Copy the parliamentary exchange below on care worker pay and NHS dentistry word for word, from start to finish.

▶ _Text section_:
-*-

We took quick action on the Employment Rights Bill, which includes the fair pay agreement, within 100 days of taking office. The consultation process on the negotiating body can begin only once the Bill has become an Act. We are engaging widely with stakeholders, and I assure my hon. Friend that unions will play a central role in that process, but let us remember that, through the national living wage, we are giving the lowest-paid full-time care workers a pay increase of £1,400 per year.
One barrier to better staff salaries in the care sector is the additional employer national insurance contributions. Are the Minister and his colleagues considering an exemption for GP practices, charities and hospices from national insurance employer contributions?
As my right hon. Friend the Secretary of State for Health and Social Care pointed out, when we won the general election on 4 July, we inherited public finances in their worst state since the second world war. Through the Chancellor, we have taken responsible action to deal with those issues. My right hon. Friend the Secretary of State has also said that we are looking at the Budget in the round, and we will report on that in due course.
After 14 years of Tory neglect and incompetence, NHS dentistry in England has been left in a parlous state. Tooth decay is the most common reason why children aged five to nine are admitted to hospital, and 28% of the country—13 million people—have an unmet need for dentistry. Rescuing NHS dentistry will not happen overnight. We will expand the provision of urgent dental appointments across the country, and we are working with the sector to reform the dental contract in order to increase access and incentivise more NHS care.
Yesterday, I heard from a disabled constituent who has spent over a year trying to find an NHS dentist, but without success. The only solution was to come to London for emergency treatment—that became a shockingly common story under the previous Government. As a first step, our integrated care board is putting 12 extra dentists into Peterborough and the surrounding towns to increase access. Will the Minister update the House on progress and on how we will further improve access to NHS dentistry?

-*-

▶ _Dataset content_:
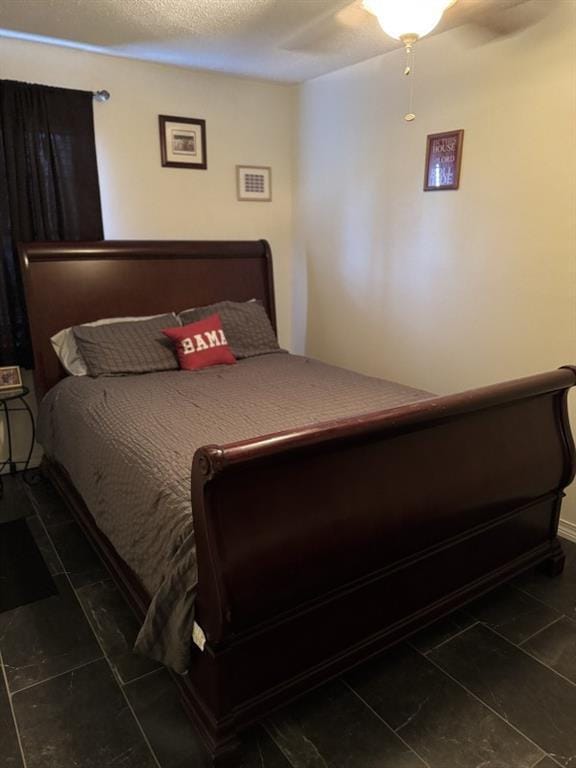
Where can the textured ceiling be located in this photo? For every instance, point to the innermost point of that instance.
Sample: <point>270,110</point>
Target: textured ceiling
<point>286,40</point>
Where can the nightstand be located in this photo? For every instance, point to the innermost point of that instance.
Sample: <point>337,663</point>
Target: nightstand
<point>7,396</point>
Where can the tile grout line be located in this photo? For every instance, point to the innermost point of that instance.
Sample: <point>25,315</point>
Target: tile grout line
<point>544,628</point>
<point>447,640</point>
<point>11,705</point>
<point>534,658</point>
<point>140,677</point>
<point>120,687</point>
<point>491,709</point>
<point>54,677</point>
<point>374,712</point>
<point>525,592</point>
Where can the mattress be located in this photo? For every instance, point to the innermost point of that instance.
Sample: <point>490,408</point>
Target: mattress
<point>127,443</point>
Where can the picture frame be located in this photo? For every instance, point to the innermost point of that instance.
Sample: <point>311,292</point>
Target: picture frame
<point>254,183</point>
<point>183,142</point>
<point>443,160</point>
<point>10,378</point>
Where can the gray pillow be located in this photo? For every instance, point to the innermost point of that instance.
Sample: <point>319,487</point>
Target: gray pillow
<point>246,325</point>
<point>133,347</point>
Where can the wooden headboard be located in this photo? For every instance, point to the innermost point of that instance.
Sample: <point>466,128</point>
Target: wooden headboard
<point>71,283</point>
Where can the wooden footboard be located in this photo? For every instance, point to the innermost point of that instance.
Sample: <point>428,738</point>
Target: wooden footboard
<point>319,547</point>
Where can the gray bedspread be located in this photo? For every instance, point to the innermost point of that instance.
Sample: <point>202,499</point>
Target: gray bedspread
<point>127,443</point>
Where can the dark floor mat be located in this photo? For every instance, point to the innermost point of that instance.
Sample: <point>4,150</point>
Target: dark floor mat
<point>24,577</point>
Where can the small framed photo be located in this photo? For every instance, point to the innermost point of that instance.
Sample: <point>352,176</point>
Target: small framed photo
<point>443,160</point>
<point>254,182</point>
<point>183,142</point>
<point>10,378</point>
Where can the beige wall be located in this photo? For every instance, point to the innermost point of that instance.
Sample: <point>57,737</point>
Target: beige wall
<point>444,290</point>
<point>248,122</point>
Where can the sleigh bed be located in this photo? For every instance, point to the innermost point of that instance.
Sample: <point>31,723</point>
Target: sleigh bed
<point>322,544</point>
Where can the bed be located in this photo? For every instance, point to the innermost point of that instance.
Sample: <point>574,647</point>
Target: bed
<point>328,539</point>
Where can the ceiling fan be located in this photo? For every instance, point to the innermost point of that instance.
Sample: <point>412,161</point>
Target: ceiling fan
<point>407,21</point>
<point>484,19</point>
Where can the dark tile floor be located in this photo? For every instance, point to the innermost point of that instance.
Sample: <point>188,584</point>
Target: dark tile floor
<point>492,686</point>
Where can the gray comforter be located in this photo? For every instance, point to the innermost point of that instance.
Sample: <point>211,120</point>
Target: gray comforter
<point>127,443</point>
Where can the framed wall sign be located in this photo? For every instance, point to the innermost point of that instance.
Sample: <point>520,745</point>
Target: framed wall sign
<point>10,378</point>
<point>254,182</point>
<point>183,142</point>
<point>443,160</point>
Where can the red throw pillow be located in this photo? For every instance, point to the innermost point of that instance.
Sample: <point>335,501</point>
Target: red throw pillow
<point>201,344</point>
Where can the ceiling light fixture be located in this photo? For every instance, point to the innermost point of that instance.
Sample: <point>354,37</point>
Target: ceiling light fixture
<point>408,21</point>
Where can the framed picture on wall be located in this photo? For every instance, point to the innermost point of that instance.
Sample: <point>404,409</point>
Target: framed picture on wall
<point>443,160</point>
<point>183,142</point>
<point>254,182</point>
<point>10,378</point>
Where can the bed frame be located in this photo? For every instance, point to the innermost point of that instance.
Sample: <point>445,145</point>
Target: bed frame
<point>319,547</point>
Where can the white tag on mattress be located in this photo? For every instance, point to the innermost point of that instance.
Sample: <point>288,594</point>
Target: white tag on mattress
<point>198,636</point>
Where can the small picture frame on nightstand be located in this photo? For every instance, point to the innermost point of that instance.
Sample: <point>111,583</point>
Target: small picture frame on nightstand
<point>10,378</point>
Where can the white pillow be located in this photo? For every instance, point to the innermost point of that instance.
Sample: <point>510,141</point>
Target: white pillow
<point>64,344</point>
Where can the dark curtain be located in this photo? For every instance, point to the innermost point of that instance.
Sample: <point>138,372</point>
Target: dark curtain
<point>48,190</point>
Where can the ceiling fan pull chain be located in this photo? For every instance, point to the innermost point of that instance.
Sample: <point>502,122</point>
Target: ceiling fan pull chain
<point>409,72</point>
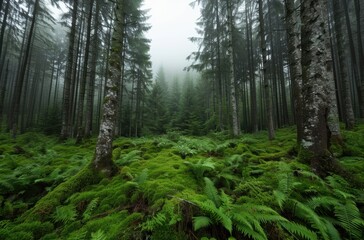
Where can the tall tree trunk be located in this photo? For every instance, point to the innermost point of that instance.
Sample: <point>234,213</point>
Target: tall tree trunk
<point>3,86</point>
<point>342,45</point>
<point>80,130</point>
<point>355,66</point>
<point>3,26</point>
<point>360,53</point>
<point>91,85</point>
<point>252,82</point>
<point>66,118</point>
<point>102,161</point>
<point>234,108</point>
<point>267,95</point>
<point>295,64</point>
<point>20,80</point>
<point>316,87</point>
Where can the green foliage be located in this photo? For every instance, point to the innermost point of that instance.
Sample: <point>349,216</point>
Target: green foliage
<point>200,167</point>
<point>65,214</point>
<point>90,209</point>
<point>99,235</point>
<point>244,188</point>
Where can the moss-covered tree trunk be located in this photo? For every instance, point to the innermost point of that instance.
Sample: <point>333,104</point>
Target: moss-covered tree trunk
<point>343,46</point>
<point>267,92</point>
<point>234,108</point>
<point>316,79</point>
<point>66,107</point>
<point>102,164</point>
<point>103,153</point>
<point>295,63</point>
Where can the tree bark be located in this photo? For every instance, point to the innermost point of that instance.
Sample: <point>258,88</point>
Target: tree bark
<point>355,67</point>
<point>3,86</point>
<point>91,85</point>
<point>234,108</point>
<point>3,26</point>
<point>102,161</point>
<point>20,80</point>
<point>316,87</point>
<point>66,121</point>
<point>80,108</point>
<point>342,45</point>
<point>267,95</point>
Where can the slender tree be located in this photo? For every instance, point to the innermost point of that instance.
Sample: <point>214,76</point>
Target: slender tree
<point>66,108</point>
<point>267,94</point>
<point>234,107</point>
<point>102,160</point>
<point>342,46</point>
<point>21,77</point>
<point>295,63</point>
<point>316,87</point>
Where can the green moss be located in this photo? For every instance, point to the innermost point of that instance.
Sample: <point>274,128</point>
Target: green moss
<point>48,203</point>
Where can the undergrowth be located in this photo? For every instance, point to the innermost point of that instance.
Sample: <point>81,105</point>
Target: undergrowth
<point>179,187</point>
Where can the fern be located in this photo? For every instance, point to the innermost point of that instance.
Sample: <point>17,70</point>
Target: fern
<point>154,222</point>
<point>90,208</point>
<point>78,235</point>
<point>65,214</point>
<point>300,230</point>
<point>198,169</point>
<point>130,157</point>
<point>349,219</point>
<point>304,212</point>
<point>99,235</point>
<point>142,177</point>
<point>211,192</point>
<point>201,222</point>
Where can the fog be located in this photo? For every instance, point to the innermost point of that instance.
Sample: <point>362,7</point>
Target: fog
<point>173,22</point>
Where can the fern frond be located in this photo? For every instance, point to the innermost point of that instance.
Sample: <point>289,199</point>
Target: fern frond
<point>90,208</point>
<point>299,230</point>
<point>322,201</point>
<point>349,218</point>
<point>142,177</point>
<point>157,220</point>
<point>201,222</point>
<point>304,212</point>
<point>225,199</point>
<point>280,197</point>
<point>218,215</point>
<point>211,192</point>
<point>332,231</point>
<point>99,235</point>
<point>65,214</point>
<point>78,235</point>
<point>250,233</point>
<point>132,156</point>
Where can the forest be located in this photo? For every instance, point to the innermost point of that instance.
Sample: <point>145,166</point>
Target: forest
<point>261,138</point>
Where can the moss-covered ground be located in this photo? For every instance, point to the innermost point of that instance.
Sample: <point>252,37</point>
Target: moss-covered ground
<point>179,187</point>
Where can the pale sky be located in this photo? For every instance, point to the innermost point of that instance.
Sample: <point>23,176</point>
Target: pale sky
<point>173,22</point>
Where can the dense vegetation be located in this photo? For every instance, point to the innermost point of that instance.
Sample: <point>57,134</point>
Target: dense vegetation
<point>180,187</point>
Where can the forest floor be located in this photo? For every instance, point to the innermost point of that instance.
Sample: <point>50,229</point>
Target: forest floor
<point>180,187</point>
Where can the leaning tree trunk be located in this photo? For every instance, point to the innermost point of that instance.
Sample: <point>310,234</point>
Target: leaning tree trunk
<point>342,45</point>
<point>3,26</point>
<point>21,77</point>
<point>3,86</point>
<point>102,161</point>
<point>234,108</point>
<point>91,85</point>
<point>267,94</point>
<point>295,64</point>
<point>316,87</point>
<point>360,52</point>
<point>80,113</point>
<point>66,121</point>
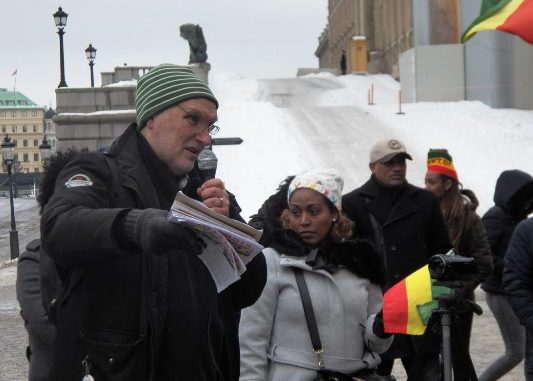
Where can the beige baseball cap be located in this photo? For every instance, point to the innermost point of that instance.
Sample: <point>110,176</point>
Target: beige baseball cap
<point>384,150</point>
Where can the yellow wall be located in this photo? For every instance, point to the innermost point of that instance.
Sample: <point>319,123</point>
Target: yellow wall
<point>31,120</point>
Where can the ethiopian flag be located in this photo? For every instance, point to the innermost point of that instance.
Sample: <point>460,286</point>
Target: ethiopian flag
<point>408,304</point>
<point>510,16</point>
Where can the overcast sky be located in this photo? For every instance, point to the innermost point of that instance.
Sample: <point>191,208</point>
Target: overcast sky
<point>257,39</point>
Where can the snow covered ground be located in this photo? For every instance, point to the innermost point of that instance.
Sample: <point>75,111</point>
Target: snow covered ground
<point>289,125</point>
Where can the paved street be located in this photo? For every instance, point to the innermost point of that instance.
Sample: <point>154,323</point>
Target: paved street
<point>485,347</point>
<point>486,342</point>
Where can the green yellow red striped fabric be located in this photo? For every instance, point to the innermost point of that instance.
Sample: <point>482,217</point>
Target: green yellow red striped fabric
<point>408,304</point>
<point>440,161</point>
<point>510,16</point>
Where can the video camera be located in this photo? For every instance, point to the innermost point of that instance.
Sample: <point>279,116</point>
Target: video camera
<point>451,267</point>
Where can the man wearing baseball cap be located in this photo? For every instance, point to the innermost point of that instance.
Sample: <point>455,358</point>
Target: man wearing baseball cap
<point>138,303</point>
<point>406,224</point>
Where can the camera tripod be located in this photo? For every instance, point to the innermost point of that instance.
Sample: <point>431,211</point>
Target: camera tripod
<point>443,322</point>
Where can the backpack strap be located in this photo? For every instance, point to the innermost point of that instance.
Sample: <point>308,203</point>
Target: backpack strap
<point>309,316</point>
<point>112,164</point>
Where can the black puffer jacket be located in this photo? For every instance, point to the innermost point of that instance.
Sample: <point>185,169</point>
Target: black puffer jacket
<point>518,273</point>
<point>473,243</point>
<point>513,189</point>
<point>120,307</point>
<point>410,223</point>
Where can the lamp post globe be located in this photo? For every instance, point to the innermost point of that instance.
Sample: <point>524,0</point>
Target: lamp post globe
<point>8,157</point>
<point>60,18</point>
<point>91,55</point>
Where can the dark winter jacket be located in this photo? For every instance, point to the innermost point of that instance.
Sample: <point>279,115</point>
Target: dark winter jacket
<point>474,244</point>
<point>135,315</point>
<point>30,293</point>
<point>518,273</point>
<point>513,188</point>
<point>412,228</point>
<point>41,331</point>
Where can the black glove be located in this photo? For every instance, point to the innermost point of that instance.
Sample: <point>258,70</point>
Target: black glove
<point>150,231</point>
<point>378,328</point>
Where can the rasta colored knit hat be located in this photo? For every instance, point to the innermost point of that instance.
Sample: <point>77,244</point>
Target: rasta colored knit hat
<point>164,86</point>
<point>324,181</point>
<point>440,161</point>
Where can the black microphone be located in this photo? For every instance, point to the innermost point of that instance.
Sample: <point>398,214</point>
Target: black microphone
<point>207,163</point>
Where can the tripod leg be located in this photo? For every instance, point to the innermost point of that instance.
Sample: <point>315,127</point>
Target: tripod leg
<point>446,345</point>
<point>463,366</point>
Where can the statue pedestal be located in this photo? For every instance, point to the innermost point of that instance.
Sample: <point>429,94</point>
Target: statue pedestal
<point>201,69</point>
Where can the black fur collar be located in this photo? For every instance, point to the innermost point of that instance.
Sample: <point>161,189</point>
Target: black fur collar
<point>358,256</point>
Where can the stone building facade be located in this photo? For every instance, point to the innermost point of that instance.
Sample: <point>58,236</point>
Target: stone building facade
<point>23,121</point>
<point>387,26</point>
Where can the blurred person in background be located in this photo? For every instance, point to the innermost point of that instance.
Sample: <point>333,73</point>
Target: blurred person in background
<point>513,201</point>
<point>518,283</point>
<point>466,230</point>
<point>342,276</point>
<point>406,225</point>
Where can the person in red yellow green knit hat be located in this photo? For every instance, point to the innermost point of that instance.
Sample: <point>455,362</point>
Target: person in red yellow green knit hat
<point>464,225</point>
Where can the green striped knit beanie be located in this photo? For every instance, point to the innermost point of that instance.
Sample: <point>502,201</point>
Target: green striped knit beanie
<point>164,86</point>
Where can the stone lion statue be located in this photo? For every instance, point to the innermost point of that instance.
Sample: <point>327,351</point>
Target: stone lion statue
<point>195,36</point>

-*-

▶ _Answer below_:
We took quick action on the Employment Rights Bill, which includes the fair pay agreement, within 100 days of taking office. The consultation process on the negotiating body can begin only once the Bill has become an Act. We are engaging widely with stakeholders, and I assure my hon. Friend that unions will play a central role in that process, but let us remember that, through the national living wage, we are giving the lowest-paid full-time care workers a pay increase of £1,400 per year.
One barrier to better staff salaries in the care sector is the additional employer national insurance contributions. Are the Minister and his colleagues considering an exemption for GP practices, charities and hospices from national insurance employer contributions?
As my right hon. Friend the Secretary of State for Health and Social Care pointed out, when we won the general election on 4 July, we inherited public finances in their worst state since the second world war. Through the Chancellor, we have taken responsible action to deal with those issues. My right hon. Friend the Secretary of State has also said that we are looking at the Budget in the round, and we will report on that in due course.
After 14 years of Tory neglect and incompetence, NHS dentistry in England has been left in a parlous state. Tooth decay is the most common reason why children aged five to nine are admitted to hospital, and 28% of the country—13 million people—have an unmet need for dentistry. Rescuing NHS dentistry will not happen overnight. We will expand the provision of urgent dental appointments across the country, and we are working with the sector to reform the dental contract in order to increase access and incentivise more NHS care.
Yesterday, I heard from a disabled constituent who has spent over a year trying to find an NHS dentist, but without success. The only solution was to come to London for emergency treatment—that became a shockingly common story under the previous Government. As a first step, our integrated care board is putting 12 extra dentists into Peterborough and the surrounding towns to increase access. Will the Minister update the House on progress and on how we will further improve access to NHS dentistry?